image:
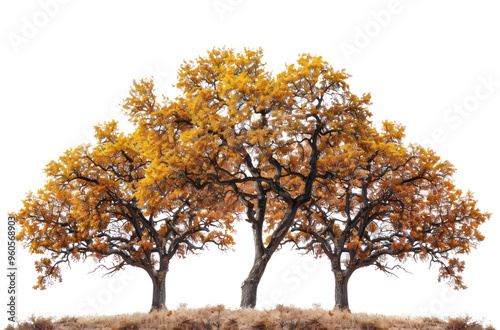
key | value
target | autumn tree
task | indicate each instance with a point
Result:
(384, 203)
(253, 135)
(99, 202)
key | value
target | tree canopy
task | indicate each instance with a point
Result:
(99, 202)
(294, 154)
(387, 199)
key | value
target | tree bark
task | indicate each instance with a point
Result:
(159, 294)
(341, 297)
(251, 284)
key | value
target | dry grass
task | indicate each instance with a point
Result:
(219, 317)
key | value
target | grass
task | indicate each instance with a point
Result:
(219, 317)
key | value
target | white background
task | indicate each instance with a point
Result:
(66, 65)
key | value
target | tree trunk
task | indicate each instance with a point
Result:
(251, 284)
(159, 295)
(341, 298)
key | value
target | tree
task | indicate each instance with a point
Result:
(100, 202)
(386, 199)
(255, 137)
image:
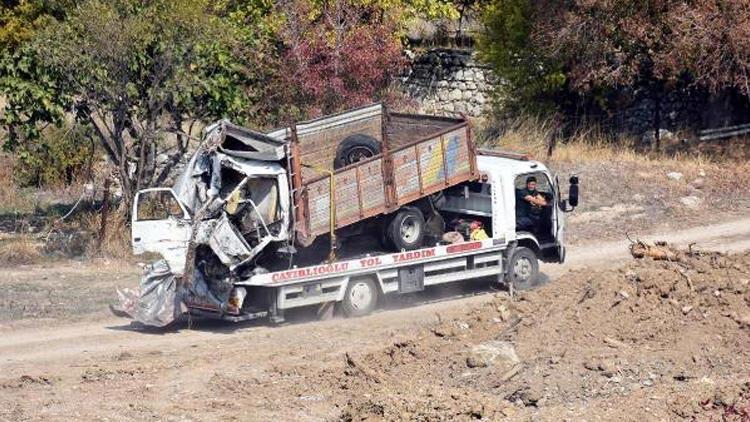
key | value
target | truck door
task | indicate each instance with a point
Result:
(160, 224)
(559, 221)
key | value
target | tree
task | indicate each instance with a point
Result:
(134, 71)
(339, 56)
(709, 39)
(529, 79)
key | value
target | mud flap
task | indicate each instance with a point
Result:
(157, 302)
(411, 279)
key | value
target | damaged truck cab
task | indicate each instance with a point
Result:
(346, 209)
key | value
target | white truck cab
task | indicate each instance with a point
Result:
(357, 281)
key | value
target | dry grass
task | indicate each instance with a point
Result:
(19, 250)
(116, 242)
(592, 146)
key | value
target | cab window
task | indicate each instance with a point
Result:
(158, 205)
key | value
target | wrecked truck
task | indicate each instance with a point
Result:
(344, 210)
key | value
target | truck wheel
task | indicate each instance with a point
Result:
(523, 268)
(360, 298)
(406, 229)
(355, 148)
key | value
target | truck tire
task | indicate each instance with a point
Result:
(355, 148)
(406, 230)
(523, 268)
(360, 298)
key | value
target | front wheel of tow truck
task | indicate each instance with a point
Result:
(361, 297)
(523, 268)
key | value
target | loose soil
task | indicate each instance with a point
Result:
(638, 340)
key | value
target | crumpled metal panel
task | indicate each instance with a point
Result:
· · · · · · ·
> TASK GOAL
For this exercise, write out the listing verbatim and leave every image out.

> WRITTEN REPLY
image:
key | value
target | autumn tree
task | indicate each instance with a point
Result:
(384, 203)
(253, 135)
(99, 202)
key | value
target | tree canopy
task | indicate each instance with a point
Result:
(99, 202)
(294, 154)
(387, 199)
key | value
target | tree bark
task | indicate each instance with a point
Result:
(159, 294)
(341, 297)
(251, 284)
key | value
target | dry grass
task | indicate each instance with a point
Result:
(219, 317)
key | value
target | grass
task | indicate each instance with a point
Result:
(219, 317)
key | value
target | white background
task | indicate each instance with a point
Result:
(66, 65)
key | value
target | tree trunk
task | indicate each instance with a point
Result:
(251, 284)
(159, 295)
(341, 298)
key | value
target | tree
task | indicate each instance with a point
Result:
(100, 202)
(386, 199)
(255, 137)
image:
key | value
target | truck door
task | indicate each instance with a point
Result:
(160, 224)
(559, 221)
key | value
target | tree
task | indicate each instance with a point
Result:
(134, 71)
(339, 56)
(709, 39)
(529, 79)
key | value
target | mud flap
task | indicate each instance with a point
Result:
(157, 302)
(411, 279)
key | value
target | damaged truck cab
task | indicate each instance with a point
Result:
(346, 209)
key | value
target | white truck cab
task | indicate each instance with a point
Result:
(357, 281)
key | value
target | dry grass
task | indicate each instance with a point
Result:
(19, 250)
(116, 242)
(592, 146)
key | value
target | cab window
task | indicate each instance with a point
Result:
(158, 205)
key | value
target | wrecked truck
task | indicate each instance with a point
Result:
(344, 210)
key | value
target | truck wheel
task | indicate each instance with a point
Result:
(523, 268)
(360, 298)
(406, 229)
(355, 148)
key | value
target | truck tire
task | indicate each instance with a point
Result:
(355, 148)
(406, 230)
(523, 268)
(360, 298)
key | value
target | front wheel of tow truck
task | indicate each instance with a point
Result:
(361, 297)
(523, 268)
key | value
target | loose soil
task | indicate each instance with a point
Result:
(638, 340)
key | value
target | crumpled metal panel
task | indicate each instance with a point
Result:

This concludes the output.